Entries supplied START

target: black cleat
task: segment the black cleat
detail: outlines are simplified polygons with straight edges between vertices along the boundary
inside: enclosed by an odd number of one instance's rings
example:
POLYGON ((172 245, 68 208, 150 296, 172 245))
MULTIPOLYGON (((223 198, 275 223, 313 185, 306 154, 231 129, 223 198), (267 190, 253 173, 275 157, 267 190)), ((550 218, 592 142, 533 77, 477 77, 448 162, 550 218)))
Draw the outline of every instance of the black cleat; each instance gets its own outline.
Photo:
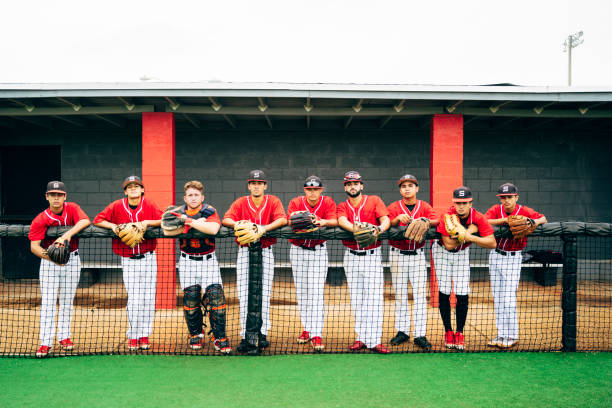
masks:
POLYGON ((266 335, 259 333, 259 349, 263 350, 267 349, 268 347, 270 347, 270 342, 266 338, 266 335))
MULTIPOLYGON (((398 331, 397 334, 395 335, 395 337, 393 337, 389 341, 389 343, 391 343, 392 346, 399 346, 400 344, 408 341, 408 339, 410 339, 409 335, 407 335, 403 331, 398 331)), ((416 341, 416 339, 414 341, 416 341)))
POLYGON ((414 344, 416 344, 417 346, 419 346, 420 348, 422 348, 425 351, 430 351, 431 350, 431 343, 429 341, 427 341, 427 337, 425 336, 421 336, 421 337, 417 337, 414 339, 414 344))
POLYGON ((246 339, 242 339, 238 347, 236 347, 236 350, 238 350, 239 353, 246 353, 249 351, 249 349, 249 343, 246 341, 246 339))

Entries supplied END

Nothing but a number is wanted here: please count the lines in the entries above that include the word "instance".

2